**Material for the task:**
--- BEGIN ---

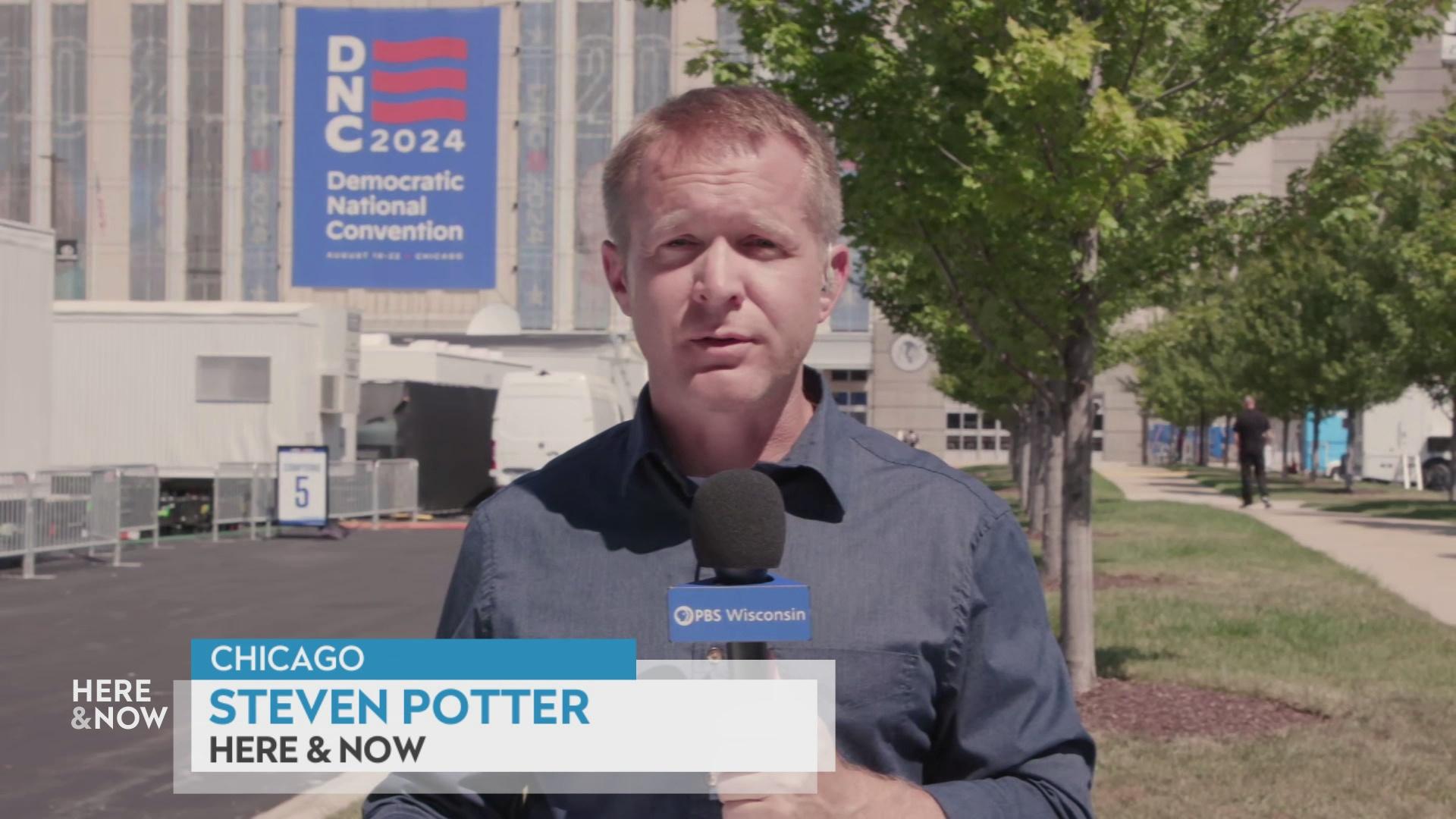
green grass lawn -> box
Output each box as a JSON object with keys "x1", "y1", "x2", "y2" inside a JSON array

--- END ---
--- BEGIN ---

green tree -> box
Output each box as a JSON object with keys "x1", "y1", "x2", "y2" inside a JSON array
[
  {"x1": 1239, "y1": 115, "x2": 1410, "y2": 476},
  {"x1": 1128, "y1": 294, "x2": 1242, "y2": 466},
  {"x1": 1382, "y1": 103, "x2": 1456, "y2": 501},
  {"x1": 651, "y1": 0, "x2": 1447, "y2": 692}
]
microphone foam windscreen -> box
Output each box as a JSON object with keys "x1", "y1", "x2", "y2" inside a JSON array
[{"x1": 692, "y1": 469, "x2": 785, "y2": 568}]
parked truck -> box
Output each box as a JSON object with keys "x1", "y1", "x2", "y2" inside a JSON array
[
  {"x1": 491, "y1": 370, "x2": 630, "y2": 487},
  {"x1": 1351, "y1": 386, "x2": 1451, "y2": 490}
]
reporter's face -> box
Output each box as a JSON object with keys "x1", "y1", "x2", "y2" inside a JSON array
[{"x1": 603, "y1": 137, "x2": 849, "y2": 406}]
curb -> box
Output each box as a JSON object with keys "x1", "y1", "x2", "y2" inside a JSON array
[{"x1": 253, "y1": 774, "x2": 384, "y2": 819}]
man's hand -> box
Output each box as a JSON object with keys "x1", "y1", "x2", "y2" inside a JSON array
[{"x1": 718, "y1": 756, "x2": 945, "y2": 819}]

--- END ---
--- BEGIN ---

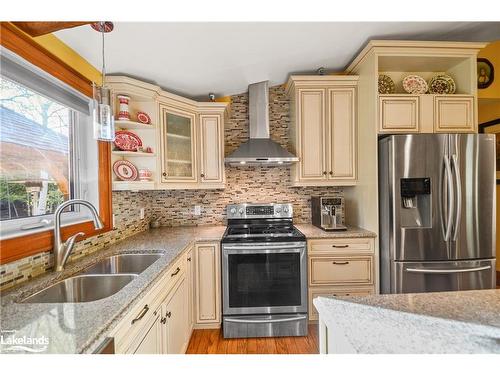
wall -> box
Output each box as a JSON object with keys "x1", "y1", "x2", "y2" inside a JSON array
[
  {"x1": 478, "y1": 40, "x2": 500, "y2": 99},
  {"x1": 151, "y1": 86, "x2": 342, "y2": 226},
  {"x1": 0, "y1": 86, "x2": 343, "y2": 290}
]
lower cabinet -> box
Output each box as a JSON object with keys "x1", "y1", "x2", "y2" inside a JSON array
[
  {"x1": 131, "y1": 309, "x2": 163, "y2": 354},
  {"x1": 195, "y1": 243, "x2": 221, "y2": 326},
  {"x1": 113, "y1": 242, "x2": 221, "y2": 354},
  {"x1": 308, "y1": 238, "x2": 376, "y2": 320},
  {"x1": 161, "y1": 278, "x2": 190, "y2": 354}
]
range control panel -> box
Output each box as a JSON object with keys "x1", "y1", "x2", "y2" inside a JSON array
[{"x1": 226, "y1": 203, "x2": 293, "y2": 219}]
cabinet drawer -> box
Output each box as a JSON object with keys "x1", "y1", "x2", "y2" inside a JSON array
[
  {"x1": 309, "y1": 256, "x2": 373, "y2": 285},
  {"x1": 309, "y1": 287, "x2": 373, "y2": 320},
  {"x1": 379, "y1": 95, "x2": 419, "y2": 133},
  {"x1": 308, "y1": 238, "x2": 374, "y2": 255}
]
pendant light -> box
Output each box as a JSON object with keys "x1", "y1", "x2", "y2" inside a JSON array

--- END ---

**Task objective:** Extract every line above that contains the word "cabinet" and copy each one in full.

**Answer below:**
lower cabinet -> box
cabinet drawer -> box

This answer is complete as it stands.